In addition to typical enterprise AV technology, Inspired Technology and Communications also offers some of its biotech clients lab equipment monitoring systems that alerts personnel if the temperature in a storage unit holding samples falls outside a certain temperature range.  

Novartis

The Novartis Institute for BioMedical research in Cambridge.

According to Steve Grace, founder of audiovisual consultancy AVH Technology Partners (formerly AV Helpdesk), the scientific side of these businesses have unique needs that are different from a traditional corporate model. Developing a drug is a 24-hour research cycle. For example, researchers working in Cambridge or Boston spend a full workday developing a drug, and that research is then passed on to teams working in Europe, which is then passed on to teams working in Asia.  

Life sciences has always been the bread and butter for Grace’s firm. The company’s first headquarters was in Boston and counts pharmaceutical giants Novartis and Pfizer as some of its largest clients along with MIT and Harvard-affiliated research institution Broad Institute and others. 

The next thing to consider is how scientists share information. It’s not traditional presentations via PowerPoint, Grace says. 

“It’s data and visual aids, the visualization of data, and things like 3D symmetry and things you don’t have in a regular corporate environment,” Grace says. “But they’re all intertwined with everything else in a corporate structure, and they follow the same rules. So, it’s really a unique environment with opportunities for going beyond traditional presentations.” 

In a lab environment, videoconferencing and collaboration spaces take on an atypical setting in which spaces are wide open so video feeds can capture scientists as they work.  

“They want everybody that works in the company to see the scientist at work,” Grace says. “The scientists are kind of out in the middle of space. It’s more public than what you’d have in a traditional meeting space, and it’s more interactively collaborative.” 

How to get your feet wet in the life sciences sector 

Given this very attractive opportunity to partner with an industry that never seems to be out of cash and invests in state-of-the-art facilities, integration firms should consider aggressively targeting the life sciences industry.  

Do your homework and be ready to answer questions. Biotech executives – and even their end users – are researchers by trade and will have done their homework when sourcing audiovisual technologies, so you should be just as prepared.

────────────────────

▶ **Exercise brief**: Reproduce verbatim the stretch of the life sciences AV article from "Life sciences has" through "PowerPoint, Grace says.".

────────────────────

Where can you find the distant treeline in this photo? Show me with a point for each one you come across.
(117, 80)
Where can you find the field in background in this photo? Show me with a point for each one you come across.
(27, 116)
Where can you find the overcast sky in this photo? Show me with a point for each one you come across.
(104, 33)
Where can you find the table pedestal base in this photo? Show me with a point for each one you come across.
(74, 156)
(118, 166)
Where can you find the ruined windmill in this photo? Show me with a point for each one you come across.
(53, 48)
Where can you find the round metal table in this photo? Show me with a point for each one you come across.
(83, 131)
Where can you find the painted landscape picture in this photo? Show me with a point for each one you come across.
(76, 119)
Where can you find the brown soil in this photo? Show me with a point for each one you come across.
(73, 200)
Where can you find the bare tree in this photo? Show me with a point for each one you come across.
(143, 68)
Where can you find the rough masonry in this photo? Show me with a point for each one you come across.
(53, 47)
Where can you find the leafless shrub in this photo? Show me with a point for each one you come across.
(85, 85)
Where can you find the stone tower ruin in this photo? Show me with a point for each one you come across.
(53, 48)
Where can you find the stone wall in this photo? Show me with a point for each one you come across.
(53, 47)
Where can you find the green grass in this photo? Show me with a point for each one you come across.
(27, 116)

────────────────────

▶ **Task result**:
Life sciences has always been the bread and butter for Grace’s firm. The company’s first headquarters was in Boston and counts pharmaceutical giants Novartis and Pfizer as some of its largest clients along with MIT and Harvard-affiliated research institution Broad Institute and others. 

The next thing to consider is how scientists share information. It’s not traditional presentations via PowerPoint, Grace says.